### SOURCE ###

50 Best Sports Movies of All Time
In this ranking by Timeout from
early 2016, only traditional athletic sports were included:
1. Rocky (1976)
"Written by its star (who insisted he play the lead), this
Oscar-winning hit is the ne plus ultra of underdog movies, the story
of every guy who’s been pegged a loser so many times that
he believes it. Then Bill Conti’s iconic score kicks in and,
suddenly, Rocky becomes a symbol for finding the true winner
in all of us."
2. Raging
Bull (1980)
"Martin Scorsese’s evocative black-and-white
biopic about real-life brawler Jake LaMotta (Robert De Niro)
is an intensely physical movie, tracing with operatic grandeur
its protagonist’s life from volatile middleweight contender
to an obese has-been."
3. Hoop Dreams (1994)
"Arthur Agee is a wispy kid who worships Isiah Thomas; William
Gates is a soft-spoken young man with a killer layup. Both of these
14-year-old NBA hopefuls will see their lives change drastically
over the next five years, but the one constant remains basketball.
Filmmaker Steve James followed Agee and Gates around Chicago throughout
their respective high-school careers..."
4. Bull
Durham (1988)
"The movie sets up its themes via three wonderfully complex
characters: Catcher 'Crash' Davis (Kevin Costner at the peak of
his likeability) is the aging also-ran, clutching to memories of
a 21-day stint in 'the Show' while struggling to stay relevant as
a leader in the single-A leagues. Annie (Susan Sarandon) is the
superfan, luring fresh players to her bed while depositing serious
wisdom. And 'Nuke' LaLoosh (Tim Robbins) is the goofy hotshot pitcher,
undisciplined and the future of the game."

###

TASKS →
**a)** According to the sports movie ranking, who followed Agee and Gates around Chicago during their high-school careers?
**b)** Please update the sports movie ranking from "is an intensely" up to and including "Durham (1988)", writing "Illinois" in place of "Chicago".
**c)** Translate this sentence from the sports movie ranking into Spanish: "Both of these 14-year-old NBA hopefuls will see their lives change drastically over the next five years, but the one constant remains basketball."
The records have no connection to the sports movie ranking.

### PROVIDED RECORDS ###

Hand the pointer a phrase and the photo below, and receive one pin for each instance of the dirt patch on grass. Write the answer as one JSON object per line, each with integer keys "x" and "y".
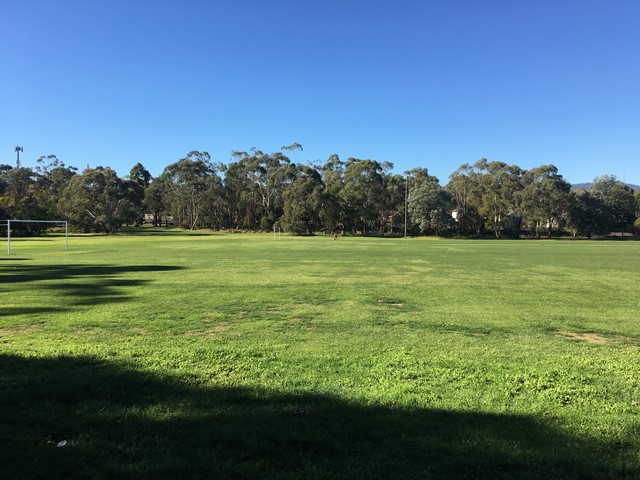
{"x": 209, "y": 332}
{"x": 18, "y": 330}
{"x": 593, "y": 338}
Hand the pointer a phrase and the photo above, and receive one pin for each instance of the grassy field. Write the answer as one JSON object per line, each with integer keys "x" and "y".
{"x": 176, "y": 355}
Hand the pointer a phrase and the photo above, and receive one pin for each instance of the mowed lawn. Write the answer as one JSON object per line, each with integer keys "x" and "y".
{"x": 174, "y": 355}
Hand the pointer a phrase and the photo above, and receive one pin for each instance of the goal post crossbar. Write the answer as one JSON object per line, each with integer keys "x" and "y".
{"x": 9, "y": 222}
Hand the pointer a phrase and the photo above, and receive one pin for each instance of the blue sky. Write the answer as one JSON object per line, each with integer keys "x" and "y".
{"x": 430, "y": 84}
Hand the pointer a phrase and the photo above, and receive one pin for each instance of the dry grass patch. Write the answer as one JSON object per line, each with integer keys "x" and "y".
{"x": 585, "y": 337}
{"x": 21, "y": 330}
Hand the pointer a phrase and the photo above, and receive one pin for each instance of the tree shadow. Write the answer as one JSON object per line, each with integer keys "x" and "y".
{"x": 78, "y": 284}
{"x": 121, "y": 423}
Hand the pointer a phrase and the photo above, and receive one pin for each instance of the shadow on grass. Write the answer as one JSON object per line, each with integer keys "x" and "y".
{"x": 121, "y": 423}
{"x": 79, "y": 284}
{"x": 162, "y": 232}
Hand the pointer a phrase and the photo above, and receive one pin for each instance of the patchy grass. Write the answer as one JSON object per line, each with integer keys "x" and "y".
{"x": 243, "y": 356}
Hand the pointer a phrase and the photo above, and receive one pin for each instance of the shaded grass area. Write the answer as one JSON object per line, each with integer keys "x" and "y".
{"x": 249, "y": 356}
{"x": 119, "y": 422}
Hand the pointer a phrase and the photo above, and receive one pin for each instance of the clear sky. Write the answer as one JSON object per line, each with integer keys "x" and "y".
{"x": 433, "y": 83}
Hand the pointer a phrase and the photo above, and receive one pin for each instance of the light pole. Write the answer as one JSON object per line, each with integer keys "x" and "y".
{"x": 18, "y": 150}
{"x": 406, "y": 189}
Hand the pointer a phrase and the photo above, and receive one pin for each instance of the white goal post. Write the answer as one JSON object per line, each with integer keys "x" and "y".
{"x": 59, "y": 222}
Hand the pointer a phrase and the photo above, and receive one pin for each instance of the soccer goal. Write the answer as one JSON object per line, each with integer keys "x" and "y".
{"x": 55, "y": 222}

###
### PROVIDED RECORDS ###

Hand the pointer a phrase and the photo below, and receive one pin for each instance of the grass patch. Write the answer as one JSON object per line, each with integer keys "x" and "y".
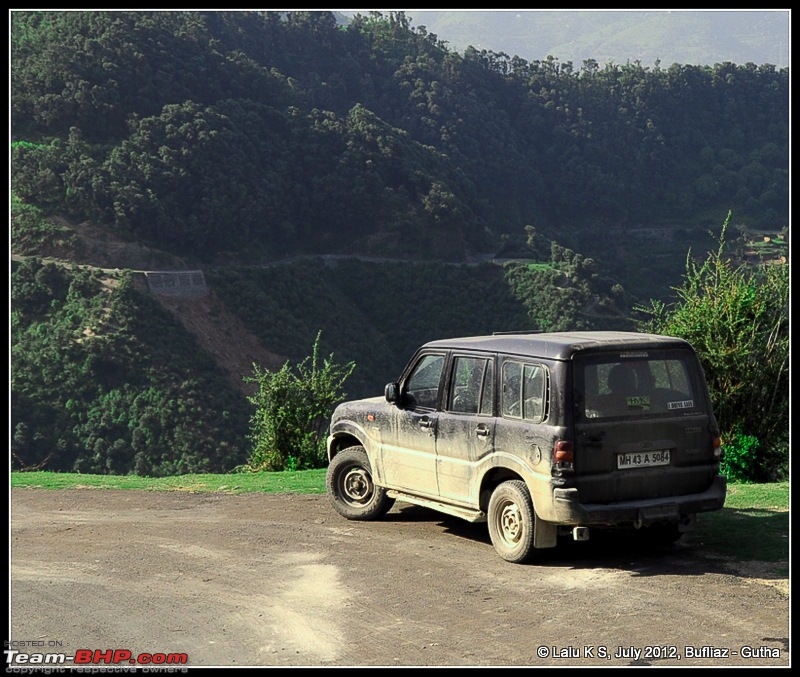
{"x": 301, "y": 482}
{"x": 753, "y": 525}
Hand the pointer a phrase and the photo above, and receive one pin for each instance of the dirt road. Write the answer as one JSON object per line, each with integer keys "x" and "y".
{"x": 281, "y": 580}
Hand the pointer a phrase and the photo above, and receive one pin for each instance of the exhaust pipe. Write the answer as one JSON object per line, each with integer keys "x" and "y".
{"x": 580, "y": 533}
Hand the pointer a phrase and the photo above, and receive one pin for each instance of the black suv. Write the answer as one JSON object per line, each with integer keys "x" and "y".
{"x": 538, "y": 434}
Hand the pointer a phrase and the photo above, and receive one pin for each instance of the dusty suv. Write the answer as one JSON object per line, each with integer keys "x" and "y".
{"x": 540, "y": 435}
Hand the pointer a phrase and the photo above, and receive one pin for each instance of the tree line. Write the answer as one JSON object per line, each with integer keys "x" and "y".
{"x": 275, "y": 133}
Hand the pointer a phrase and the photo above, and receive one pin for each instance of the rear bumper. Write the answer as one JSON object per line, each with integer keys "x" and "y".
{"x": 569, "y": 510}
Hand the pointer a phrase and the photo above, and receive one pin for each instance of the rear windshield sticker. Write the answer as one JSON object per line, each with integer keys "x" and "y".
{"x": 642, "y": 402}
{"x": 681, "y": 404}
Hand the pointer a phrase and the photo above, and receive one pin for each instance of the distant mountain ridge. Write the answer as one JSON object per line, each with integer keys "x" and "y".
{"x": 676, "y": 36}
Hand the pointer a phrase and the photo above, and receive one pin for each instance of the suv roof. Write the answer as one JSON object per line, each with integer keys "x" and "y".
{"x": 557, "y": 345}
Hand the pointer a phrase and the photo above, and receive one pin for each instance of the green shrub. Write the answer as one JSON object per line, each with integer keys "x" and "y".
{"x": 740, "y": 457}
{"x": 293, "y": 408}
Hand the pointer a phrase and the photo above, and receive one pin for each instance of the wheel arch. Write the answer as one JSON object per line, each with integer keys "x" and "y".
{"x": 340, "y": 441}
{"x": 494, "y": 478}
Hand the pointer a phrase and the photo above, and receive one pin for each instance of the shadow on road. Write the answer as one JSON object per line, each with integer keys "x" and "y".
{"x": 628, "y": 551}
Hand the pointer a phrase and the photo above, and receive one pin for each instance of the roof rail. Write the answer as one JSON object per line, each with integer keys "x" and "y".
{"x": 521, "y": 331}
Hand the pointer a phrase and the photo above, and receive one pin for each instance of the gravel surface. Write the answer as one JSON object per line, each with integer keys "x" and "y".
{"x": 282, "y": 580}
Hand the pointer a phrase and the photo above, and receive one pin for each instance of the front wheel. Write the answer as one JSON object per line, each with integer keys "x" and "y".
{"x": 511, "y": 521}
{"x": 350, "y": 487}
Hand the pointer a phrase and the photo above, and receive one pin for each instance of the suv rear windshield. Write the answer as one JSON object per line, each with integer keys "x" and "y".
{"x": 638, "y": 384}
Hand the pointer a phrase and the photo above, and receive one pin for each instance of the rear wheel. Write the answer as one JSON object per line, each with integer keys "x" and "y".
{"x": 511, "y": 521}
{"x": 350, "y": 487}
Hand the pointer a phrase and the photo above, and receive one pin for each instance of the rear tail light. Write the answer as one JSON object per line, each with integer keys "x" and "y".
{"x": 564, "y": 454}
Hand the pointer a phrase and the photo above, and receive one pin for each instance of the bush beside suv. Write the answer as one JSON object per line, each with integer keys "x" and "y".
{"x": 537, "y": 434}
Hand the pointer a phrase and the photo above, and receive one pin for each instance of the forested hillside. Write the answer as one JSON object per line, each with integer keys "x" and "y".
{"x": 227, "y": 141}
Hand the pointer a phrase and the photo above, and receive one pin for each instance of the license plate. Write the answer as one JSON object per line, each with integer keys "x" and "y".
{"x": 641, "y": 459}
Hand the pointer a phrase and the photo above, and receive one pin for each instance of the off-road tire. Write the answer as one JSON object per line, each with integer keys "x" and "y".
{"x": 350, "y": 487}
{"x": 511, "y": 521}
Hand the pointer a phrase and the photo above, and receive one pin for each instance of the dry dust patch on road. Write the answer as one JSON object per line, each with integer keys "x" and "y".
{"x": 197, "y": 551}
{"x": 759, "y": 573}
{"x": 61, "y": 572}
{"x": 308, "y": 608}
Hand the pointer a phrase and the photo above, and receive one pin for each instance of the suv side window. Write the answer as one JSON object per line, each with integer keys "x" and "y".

###
### PROVIDED RECORDS ###

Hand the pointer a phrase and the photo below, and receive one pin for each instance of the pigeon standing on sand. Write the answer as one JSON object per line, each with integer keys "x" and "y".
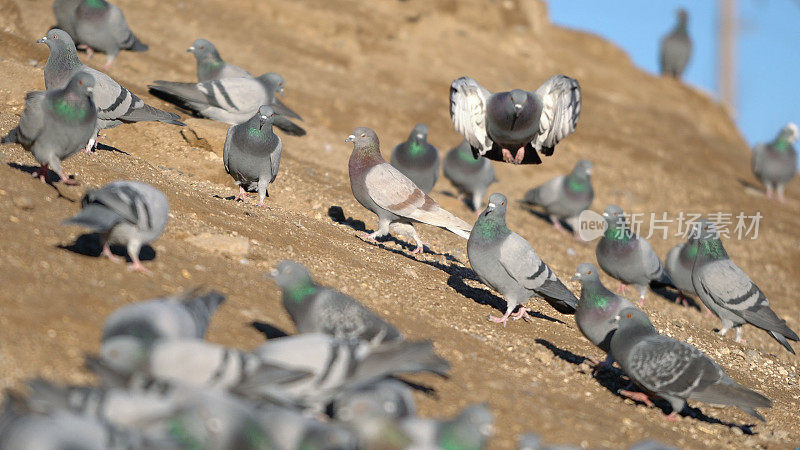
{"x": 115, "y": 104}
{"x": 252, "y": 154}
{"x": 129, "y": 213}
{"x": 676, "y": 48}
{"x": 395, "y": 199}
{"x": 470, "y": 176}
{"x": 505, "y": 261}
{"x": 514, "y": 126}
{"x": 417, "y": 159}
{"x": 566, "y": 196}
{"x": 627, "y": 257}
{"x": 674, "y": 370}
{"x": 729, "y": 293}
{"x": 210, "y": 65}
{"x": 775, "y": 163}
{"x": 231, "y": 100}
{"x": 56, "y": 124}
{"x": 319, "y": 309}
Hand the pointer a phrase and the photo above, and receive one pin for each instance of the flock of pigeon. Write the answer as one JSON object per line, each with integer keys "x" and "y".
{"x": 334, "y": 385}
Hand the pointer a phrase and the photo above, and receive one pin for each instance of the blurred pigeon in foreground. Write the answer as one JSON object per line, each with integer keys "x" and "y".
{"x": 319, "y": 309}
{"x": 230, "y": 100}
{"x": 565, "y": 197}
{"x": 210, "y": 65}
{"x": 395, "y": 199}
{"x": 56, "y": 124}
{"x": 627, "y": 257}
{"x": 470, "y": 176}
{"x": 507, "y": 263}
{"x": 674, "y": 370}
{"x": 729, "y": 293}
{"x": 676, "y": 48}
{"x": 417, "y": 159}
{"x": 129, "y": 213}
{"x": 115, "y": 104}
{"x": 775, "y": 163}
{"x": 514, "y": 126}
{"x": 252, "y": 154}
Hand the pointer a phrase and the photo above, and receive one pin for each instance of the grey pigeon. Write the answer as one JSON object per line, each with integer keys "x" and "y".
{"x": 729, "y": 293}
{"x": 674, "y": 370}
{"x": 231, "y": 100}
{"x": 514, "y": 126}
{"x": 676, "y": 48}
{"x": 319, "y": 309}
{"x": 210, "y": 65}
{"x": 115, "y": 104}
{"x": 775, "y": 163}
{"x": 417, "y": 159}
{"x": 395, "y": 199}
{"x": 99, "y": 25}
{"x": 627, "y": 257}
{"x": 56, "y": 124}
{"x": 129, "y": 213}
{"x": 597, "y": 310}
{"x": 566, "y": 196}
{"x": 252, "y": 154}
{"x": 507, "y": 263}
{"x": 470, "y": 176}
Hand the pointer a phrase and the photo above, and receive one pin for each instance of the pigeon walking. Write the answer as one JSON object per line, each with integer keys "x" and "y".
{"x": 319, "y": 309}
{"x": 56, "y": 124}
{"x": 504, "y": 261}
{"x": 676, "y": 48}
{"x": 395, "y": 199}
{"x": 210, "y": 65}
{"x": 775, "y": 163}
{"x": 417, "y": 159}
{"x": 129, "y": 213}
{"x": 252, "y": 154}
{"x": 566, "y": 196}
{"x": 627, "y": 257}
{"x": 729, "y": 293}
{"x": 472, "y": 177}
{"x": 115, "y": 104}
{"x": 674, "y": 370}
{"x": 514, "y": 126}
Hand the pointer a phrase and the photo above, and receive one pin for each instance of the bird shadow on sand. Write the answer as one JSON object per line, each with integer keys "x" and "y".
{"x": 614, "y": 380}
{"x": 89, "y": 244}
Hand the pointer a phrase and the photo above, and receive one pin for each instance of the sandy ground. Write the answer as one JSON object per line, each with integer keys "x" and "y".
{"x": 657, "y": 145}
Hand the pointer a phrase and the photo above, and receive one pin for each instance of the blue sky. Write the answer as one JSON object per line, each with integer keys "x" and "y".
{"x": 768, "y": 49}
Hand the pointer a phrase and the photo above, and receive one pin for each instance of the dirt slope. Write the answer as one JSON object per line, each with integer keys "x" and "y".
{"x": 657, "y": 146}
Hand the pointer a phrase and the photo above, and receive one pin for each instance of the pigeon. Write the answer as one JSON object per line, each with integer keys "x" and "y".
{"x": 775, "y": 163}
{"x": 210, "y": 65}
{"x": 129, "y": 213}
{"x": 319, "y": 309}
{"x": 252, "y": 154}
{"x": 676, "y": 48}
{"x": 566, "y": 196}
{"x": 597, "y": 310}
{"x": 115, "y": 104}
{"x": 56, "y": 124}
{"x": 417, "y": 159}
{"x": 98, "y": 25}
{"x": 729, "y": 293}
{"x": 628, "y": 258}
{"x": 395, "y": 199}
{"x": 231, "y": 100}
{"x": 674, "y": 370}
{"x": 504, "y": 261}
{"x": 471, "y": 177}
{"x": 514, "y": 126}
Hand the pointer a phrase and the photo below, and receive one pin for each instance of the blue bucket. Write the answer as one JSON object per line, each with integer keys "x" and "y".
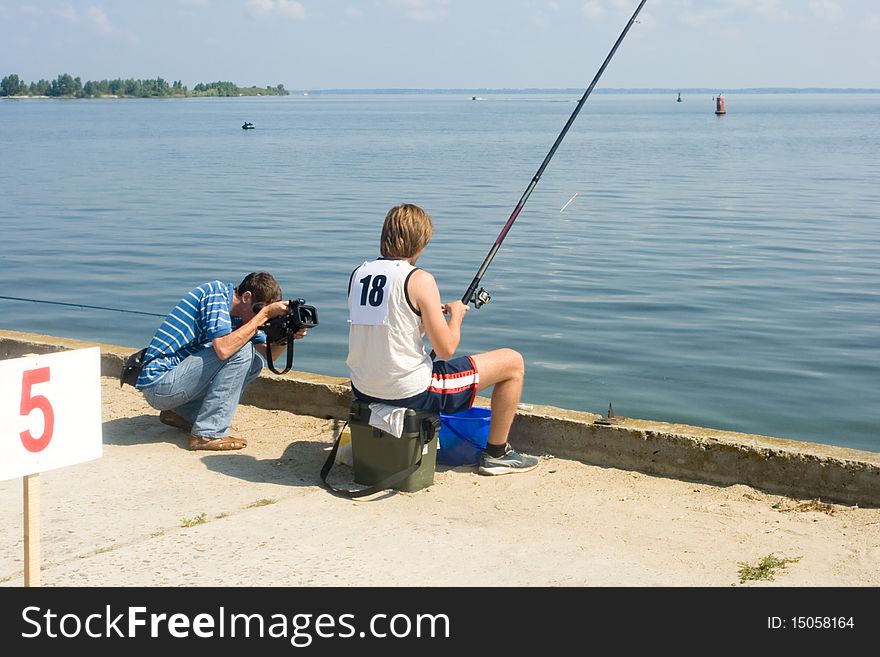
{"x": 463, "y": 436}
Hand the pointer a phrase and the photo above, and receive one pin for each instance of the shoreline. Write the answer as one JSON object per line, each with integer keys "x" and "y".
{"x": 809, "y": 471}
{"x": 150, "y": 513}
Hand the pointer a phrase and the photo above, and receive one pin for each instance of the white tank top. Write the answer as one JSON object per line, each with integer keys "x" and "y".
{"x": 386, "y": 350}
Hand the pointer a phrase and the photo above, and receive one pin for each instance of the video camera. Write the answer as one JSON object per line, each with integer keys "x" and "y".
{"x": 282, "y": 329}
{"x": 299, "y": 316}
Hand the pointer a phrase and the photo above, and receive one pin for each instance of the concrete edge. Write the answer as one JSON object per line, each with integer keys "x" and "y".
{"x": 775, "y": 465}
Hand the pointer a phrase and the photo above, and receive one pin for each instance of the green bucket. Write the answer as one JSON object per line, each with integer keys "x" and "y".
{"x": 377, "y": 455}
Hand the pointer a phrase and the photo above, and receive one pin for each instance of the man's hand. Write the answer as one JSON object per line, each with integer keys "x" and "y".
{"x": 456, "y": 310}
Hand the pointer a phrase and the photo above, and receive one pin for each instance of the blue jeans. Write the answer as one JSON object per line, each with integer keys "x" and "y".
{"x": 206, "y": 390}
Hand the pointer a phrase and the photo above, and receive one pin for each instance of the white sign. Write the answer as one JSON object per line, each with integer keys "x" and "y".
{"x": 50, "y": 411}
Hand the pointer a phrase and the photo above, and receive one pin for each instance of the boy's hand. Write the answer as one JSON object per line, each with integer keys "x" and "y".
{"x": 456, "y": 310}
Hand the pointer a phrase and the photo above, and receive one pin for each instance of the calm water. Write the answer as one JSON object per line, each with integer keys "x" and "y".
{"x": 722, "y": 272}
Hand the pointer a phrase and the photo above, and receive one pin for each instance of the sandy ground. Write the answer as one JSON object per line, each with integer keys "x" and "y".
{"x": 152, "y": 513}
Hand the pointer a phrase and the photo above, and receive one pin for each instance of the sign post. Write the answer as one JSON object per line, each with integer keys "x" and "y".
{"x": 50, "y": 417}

###

THE RESPONSES →
**a)** Filmmaker Steve James

**b)**
is an intensely physical movie, tracing with operatic grandeur
its protagonist’s life from volatile middleweight contender
to an obese has-been."
3. Hoop Dreams (1994)
"Arthur Agee is a wispy kid who worships Isiah Thomas; William
Gates is a soft-spoken young man with a killer layup. Both of these
14-year-old NBA hopefuls will see their lives change drastically
over the next five years, but the one constant remains basketball.
Filmmaker Steve James followed Agee and Gates around Illinois throughout
their respective high-school careers..."
4. Bull
Durham (1988)

**c)** Ambos aspirantes de 14 años a la NBA verán cómo sus vidas cambian drásticamente durante los próximos cinco años, pero la única constante sigue siendo el baloncesto.